EXERCISE INSTRUCTIONS — Return all the entries below exactly as they were given.

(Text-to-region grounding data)
____

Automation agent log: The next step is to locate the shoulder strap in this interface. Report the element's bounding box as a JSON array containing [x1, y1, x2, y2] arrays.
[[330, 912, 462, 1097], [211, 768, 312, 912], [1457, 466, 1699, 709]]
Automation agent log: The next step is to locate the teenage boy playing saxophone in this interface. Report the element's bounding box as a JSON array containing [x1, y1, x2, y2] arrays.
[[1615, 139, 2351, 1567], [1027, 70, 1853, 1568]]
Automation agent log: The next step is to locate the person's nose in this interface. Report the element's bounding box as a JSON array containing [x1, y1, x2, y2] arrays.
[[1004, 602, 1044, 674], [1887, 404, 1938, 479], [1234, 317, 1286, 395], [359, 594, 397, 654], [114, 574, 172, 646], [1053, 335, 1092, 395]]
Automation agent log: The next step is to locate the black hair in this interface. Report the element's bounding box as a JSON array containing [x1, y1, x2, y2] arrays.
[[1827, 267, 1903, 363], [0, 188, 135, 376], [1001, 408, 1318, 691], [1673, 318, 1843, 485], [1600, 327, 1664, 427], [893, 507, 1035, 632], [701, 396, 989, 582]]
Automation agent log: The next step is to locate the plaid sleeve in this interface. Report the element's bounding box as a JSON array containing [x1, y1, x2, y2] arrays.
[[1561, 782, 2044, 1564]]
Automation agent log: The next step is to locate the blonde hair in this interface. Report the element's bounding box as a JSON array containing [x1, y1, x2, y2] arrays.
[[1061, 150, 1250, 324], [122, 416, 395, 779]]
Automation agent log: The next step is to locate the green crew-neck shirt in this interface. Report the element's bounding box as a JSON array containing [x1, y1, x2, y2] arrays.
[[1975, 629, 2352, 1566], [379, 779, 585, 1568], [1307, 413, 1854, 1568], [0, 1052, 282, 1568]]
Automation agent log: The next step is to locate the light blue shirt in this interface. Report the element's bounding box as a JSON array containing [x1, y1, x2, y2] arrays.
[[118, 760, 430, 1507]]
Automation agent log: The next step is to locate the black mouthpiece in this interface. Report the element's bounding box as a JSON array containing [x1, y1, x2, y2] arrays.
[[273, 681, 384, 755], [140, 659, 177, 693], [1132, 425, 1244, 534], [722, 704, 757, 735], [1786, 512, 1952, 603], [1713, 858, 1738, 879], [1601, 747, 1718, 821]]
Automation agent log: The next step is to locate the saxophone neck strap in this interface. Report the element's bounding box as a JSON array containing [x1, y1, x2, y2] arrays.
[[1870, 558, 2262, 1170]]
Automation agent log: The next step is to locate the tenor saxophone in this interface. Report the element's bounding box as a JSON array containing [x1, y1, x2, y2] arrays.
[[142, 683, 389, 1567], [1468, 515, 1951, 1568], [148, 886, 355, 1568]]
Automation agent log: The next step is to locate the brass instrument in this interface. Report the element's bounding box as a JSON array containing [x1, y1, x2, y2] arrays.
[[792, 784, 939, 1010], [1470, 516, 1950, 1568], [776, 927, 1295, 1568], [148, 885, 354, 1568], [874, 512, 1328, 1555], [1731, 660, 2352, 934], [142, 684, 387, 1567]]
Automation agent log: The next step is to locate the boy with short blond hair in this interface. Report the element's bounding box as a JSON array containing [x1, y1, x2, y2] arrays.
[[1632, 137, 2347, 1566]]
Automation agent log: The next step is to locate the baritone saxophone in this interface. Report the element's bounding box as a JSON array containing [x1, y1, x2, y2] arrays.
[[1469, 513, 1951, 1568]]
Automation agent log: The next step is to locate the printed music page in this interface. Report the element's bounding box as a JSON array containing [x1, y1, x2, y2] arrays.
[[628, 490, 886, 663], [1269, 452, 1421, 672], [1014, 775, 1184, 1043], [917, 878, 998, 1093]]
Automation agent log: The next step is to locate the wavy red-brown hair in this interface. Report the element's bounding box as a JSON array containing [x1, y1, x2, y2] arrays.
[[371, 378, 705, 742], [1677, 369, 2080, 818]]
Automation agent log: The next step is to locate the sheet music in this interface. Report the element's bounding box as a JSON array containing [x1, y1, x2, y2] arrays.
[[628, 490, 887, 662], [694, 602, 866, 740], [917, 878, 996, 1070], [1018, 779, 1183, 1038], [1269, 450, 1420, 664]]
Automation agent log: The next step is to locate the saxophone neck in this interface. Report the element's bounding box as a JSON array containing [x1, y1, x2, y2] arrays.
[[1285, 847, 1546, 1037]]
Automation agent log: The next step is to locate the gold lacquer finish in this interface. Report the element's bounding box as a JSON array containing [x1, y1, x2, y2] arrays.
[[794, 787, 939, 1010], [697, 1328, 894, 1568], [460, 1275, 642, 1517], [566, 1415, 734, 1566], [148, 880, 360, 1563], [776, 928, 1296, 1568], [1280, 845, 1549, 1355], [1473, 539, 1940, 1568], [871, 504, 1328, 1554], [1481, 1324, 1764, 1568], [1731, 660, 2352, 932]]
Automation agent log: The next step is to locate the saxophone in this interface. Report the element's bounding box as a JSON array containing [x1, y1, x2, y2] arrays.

____

TASK ANSWER —
Automation agent log: The next step is to locate the shoulder strap in this interface. Report the element's bounding box as a JSON array containing [x1, y1, x2, y2] arrays.
[[330, 912, 462, 1097], [211, 768, 312, 912], [1457, 466, 1699, 709]]
Automation agent log: The next step is to locate the teenage boy playing saxophone in this interface. Report the element's bounding box as a JSON array containing [x1, y1, x2, y2] arrays.
[[1615, 139, 2351, 1567], [1027, 70, 1853, 1568]]
Automation agent log: The next step is to locate the person's nose in this interface. Report the element's bounding box as a JSON array containing [x1, y1, x2, y2] arrays.
[[1004, 602, 1044, 674], [1887, 404, 1938, 479], [1234, 317, 1286, 395], [359, 594, 397, 654], [114, 574, 172, 646], [1053, 335, 1092, 395]]
Automation agent log: The next step is to locate the black hair in this interface. Report the element's bounding box as a JSON array containing [x1, y1, x2, y2] arrays.
[[1827, 267, 1903, 363], [0, 188, 135, 376], [1001, 408, 1318, 691], [1673, 318, 1843, 485], [1600, 327, 1664, 427], [893, 507, 1035, 632], [701, 396, 989, 582]]
Automation agent log: The next step is to locate the plaid sleeve in this interface. Report the element's bounding box as a JSON array containing [x1, y1, x2, y2] arrays.
[[1561, 782, 2044, 1564]]
Automation agent log: The next step is to locate the blonde hair in this interface. Report the element's bounding box as a JSON array containing [x1, y1, x2, y2] arrays.
[[1061, 150, 1250, 324], [122, 416, 395, 779]]
Automation agent log: The next step is to locate the green crew-neck shirt in this interface. Report the element's bounding box as a JSON array containing [x1, y1, x2, y2] arrays.
[[1975, 629, 2352, 1566], [379, 779, 585, 1568], [1307, 413, 1854, 1568], [0, 1052, 282, 1568]]
Automation agent log: The next step is to locate the light blue shirt in this interface. Report the element's bounding box as a JSON array containing [x1, y1, x2, y2] arrays.
[[118, 760, 430, 1507]]
Automation agent log: The next step is to locate the black mouthpiece in this interface. Report the element's bounding box as a JSON array containing [x1, y1, x2, y2] arrays.
[[273, 681, 384, 755], [140, 659, 177, 693], [1132, 425, 1244, 534], [722, 704, 757, 735], [1786, 512, 1952, 603], [1713, 858, 1738, 879], [1601, 747, 1718, 821]]
Automation agent log: The next step is to locate the saxophone neck strap in this interface. Report the element's bounding box as a JSON array containing [x1, y1, x2, y2] arrays.
[[1870, 558, 2262, 1170]]
Automation agent log: The next step is to locate the tenor saxophone in this interface. Report the element's bounding box as a JSON array containing [x1, y1, x2, y2] arrays.
[[142, 683, 389, 1567], [1468, 515, 1951, 1568], [148, 886, 355, 1568]]
Automation agent log: The next step is to locate the brass instrument in this interface. Report the element's bounding box as a JSON array containing [x1, y1, x2, y2] arrays.
[[792, 784, 939, 1010], [1470, 516, 1950, 1568], [776, 927, 1295, 1568], [148, 885, 354, 1568], [874, 512, 1328, 1555], [1731, 660, 2352, 934], [142, 684, 387, 1567]]
Automation agent log: The next step is to locate the boy with short blond hair in this interface. Report the element's bounding box as a JSON array containing [x1, y1, x2, y2] arrays.
[[1632, 137, 2347, 1566]]
Automation agent log: The next step is to locate the baritone saxophone in this interface. Report the element's bounding box as a JSON array containing [x1, y1, x2, y2] arrays.
[[1469, 513, 1951, 1568]]
Automation agent log: The next step is to locate the printed music page in this interface. Report the element's bounding box as a JSON array containing [x1, y1, x2, y2] arrays.
[[628, 490, 886, 663], [1269, 452, 1421, 672], [1014, 775, 1184, 1043], [917, 878, 998, 1093]]
Automation agent log: The next step is to locate the wavy red-brown hair in this interface. Report the element's bounding box as a JSON array containing [x1, y1, x2, y2] arrays.
[[371, 378, 705, 742], [1677, 369, 2080, 818]]
Automation agent log: The next step is to locate the sheet music in this interface. Report the element's bounding box as a JSON array containing [x1, y1, x2, y2] arrays.
[[628, 490, 887, 662], [694, 602, 866, 740], [917, 878, 996, 1070], [1018, 779, 1183, 1038], [1269, 450, 1420, 664]]
Automation agent log: The next step is to locate the saxophone neck in this interface. Report the element's bounding box as a JSON array containing [x1, y1, x2, y2] arrays.
[[1285, 847, 1546, 1037]]
Automation agent log: The next step is to locate the gold lacquer finish in this interface. Report the element's bounding box as a JSON array containing [x1, y1, x2, y2] arrays.
[[794, 787, 939, 1010], [697, 1328, 894, 1568], [460, 1275, 642, 1517], [566, 1415, 734, 1566], [148, 880, 360, 1563], [776, 928, 1296, 1568], [1280, 845, 1549, 1355], [1473, 539, 1940, 1568], [871, 504, 1328, 1554], [1481, 1324, 1764, 1568], [1731, 660, 2352, 932]]
Automation agent log: The next step is to locate the saxophone in this interface. Report the element's bounding box as a JSON array containing [x1, y1, x2, y2] arrays.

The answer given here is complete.